__Required task A__
Reproduce the court order from "Plaintiff subsequently sent" to "damages and costs.".

__Passage shown__
■ ■ ■
Opinion
No. C 07-4641 EDL.
December 7, 2007
ORDER DISMISSING AMENDED COMPLAINT WITH PREJUDICE
Plaintiff Michael Dunn ("Plaintiff") filed his complaint on September 10, 2007. The Court dismissed that complaint pursuant to 28 U.S.C. § 1915(e)(2) with leave to amend. Plaintiff amended his complaint on November 29, 2007. While the Court is sympathetic to the Plaintiff's predicament, because he still does not state a cognizable claim, and it does not appear that he could do so, the Court must dismiss the complaint with prejudice.
BACKGROUND
Plaintiff is a resident of Mendocino County, California. He asserts that the Court has jurisdiction over the complaint because he has due process rights to apply for a patent, and that the U.S. Constitution provides for issuance of patents. See First Amended Complaint ("FAC") ¶ 1. Plaintiff alleges that he submitted a patent application along with $370 on October 6, 2004, and received a non-final action summary on May 9, 2005 stating objections to his patent application and rejecting his claims "as being similar to Connor and Schulz." Id. ¶ 8. Patent examiner Andrew Wright found certain patents to be anticipatory, but Plaintiff contends that the design of his invention is not similar to those patents. Id. ¶ 8. Plaintiff maintains that the rejection of his patent application was a "stupid" one. Id. ¶ 9.
Plaintiff subsequently sent in corrections to the patent examiner, but received notice of noncompliance, stating that the corrections should have been an amendment. It appears that Plaintiff then submitted a handwritten amendment. On March 14, 2006, Plaintiff received a final action summary stating many objections to spelling and rejecting his claims. FAC ¶ 8. Plaintiff then sent letters in May complaining of the treatment of his patent application. Exs. G H. He received a notice of abandonment on October 12, 2006. Ex. I. Plaintiff does not allege that he appealed the decision, and indeed, he notes that he "did not have $250 to appeal." FAC ¶ 16. Plaintiff requests $370 in actual damages, and $10,000,000 in punitive damages and costs.
Plaintiff brings the instant action against three separate defendants: John Doll, the Commissioner of the U.S. Patent Office; Andrew Wright, Patent Examiner, and Stephan Avila, Patent Examiner.
■ ■ ■
__Given records__

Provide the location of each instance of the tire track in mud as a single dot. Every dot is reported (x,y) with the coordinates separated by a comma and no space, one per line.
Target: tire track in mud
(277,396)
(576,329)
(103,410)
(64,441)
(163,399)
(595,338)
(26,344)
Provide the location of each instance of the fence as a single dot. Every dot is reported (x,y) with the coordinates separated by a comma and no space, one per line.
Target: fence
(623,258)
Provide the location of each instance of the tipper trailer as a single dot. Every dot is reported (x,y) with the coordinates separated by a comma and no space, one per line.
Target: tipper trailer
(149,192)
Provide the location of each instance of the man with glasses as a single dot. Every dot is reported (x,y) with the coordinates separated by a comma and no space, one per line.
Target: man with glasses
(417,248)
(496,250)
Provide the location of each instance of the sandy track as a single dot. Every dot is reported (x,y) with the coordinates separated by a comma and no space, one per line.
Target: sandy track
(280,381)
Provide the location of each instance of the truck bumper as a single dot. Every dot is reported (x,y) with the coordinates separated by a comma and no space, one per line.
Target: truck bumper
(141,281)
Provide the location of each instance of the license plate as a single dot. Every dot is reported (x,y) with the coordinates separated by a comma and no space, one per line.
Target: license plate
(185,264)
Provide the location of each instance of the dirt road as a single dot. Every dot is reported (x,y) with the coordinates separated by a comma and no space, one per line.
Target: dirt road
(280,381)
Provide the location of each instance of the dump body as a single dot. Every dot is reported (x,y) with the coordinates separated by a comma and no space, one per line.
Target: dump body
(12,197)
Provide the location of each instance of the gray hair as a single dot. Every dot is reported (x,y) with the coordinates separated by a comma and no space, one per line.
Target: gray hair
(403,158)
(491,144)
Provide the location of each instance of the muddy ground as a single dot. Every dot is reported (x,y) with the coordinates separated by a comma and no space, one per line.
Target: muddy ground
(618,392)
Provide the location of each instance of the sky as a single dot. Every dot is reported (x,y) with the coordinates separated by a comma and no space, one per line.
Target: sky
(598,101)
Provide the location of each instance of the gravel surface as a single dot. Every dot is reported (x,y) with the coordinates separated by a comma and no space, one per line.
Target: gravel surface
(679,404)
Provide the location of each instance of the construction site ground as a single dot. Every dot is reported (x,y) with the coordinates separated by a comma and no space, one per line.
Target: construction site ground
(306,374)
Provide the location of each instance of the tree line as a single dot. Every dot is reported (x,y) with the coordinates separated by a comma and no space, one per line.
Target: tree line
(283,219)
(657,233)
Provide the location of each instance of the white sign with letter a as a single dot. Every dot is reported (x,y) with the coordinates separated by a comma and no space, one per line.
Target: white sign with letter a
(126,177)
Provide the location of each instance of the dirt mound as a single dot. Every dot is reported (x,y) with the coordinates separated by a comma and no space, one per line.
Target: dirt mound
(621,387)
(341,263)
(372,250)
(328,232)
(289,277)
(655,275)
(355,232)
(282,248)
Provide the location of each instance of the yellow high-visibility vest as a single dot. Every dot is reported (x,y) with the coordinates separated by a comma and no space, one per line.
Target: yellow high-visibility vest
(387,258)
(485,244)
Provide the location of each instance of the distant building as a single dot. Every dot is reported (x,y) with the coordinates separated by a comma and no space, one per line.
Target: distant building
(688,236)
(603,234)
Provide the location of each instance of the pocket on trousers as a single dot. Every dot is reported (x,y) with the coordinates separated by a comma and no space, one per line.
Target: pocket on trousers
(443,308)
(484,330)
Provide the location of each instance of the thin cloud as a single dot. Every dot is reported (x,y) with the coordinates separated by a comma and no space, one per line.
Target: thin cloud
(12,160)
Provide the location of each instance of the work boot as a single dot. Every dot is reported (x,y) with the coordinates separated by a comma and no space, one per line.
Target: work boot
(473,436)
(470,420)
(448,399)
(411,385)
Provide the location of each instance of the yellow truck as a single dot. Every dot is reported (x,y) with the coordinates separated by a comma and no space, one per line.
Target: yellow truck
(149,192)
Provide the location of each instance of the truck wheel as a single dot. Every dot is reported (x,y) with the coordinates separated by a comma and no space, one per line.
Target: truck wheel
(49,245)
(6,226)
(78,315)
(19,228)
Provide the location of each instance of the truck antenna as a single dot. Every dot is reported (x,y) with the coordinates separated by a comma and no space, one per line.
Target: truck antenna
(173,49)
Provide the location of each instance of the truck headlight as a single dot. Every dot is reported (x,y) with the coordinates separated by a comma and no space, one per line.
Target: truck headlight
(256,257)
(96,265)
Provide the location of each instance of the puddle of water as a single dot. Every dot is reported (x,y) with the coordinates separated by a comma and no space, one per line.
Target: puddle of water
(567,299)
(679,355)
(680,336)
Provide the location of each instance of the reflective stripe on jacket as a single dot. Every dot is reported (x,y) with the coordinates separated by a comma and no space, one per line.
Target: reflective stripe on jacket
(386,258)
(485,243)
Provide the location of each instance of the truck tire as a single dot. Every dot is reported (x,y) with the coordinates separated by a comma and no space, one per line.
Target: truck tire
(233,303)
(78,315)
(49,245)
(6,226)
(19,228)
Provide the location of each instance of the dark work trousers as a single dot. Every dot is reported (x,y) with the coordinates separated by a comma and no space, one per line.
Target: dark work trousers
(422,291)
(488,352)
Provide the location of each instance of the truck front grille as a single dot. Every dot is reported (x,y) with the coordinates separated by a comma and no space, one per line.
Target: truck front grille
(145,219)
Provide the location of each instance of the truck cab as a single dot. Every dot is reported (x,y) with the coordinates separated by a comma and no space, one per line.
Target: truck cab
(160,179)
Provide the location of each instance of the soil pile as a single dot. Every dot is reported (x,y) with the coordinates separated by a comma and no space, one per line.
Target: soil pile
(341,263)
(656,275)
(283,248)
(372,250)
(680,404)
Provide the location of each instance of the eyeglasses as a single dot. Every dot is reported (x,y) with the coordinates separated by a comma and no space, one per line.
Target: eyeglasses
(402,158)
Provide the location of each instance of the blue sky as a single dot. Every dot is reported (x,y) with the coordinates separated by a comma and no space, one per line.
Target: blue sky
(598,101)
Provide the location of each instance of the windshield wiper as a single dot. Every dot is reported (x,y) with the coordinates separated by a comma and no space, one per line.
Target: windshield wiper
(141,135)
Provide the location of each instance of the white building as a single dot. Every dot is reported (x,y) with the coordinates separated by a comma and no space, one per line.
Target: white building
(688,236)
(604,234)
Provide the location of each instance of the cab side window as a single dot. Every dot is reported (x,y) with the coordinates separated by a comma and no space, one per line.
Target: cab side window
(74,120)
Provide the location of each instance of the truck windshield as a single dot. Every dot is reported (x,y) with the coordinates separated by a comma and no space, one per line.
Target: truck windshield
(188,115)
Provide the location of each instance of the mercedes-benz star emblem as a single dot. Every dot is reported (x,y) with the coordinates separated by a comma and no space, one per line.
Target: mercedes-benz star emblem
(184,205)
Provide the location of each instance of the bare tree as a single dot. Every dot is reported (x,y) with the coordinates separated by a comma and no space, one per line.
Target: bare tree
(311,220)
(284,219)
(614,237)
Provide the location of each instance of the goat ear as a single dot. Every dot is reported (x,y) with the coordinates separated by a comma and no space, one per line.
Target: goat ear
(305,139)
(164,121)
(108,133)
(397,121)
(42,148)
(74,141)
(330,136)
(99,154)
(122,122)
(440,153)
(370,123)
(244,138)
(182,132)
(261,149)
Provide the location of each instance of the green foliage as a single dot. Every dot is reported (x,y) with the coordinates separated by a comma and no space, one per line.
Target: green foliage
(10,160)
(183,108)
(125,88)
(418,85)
■ ■ ■
__Required task B__
How many lines of the entries contain the string "reflective", with case counting? Give only the number.

__Written solution A__
Plaintiff subsequently sent in corrections to the patent examiner, but received notice of noncompliance, stating that the corrections should have been an amendment. It appears that Plaintiff then submitted a handwritten amendment. On March 14, 2006, Plaintiff received a final action summary stating many objections to spelling and rejecting his claims. FAC ¶ 8. Plaintiff then sent letters in May complaining of the treatment of his patent application. Exs. G H. He received a notice of abandonment on October 12, 2006. Ex. I. Plaintiff does not allege that he appealed the decision, and indeed, he notes that he "did not have $250 to appeal." FAC ¶ 16. Plaintiff requests $370 in actual damages, and $10,000,000 in punitive damages and costs.

__Written solution B__
2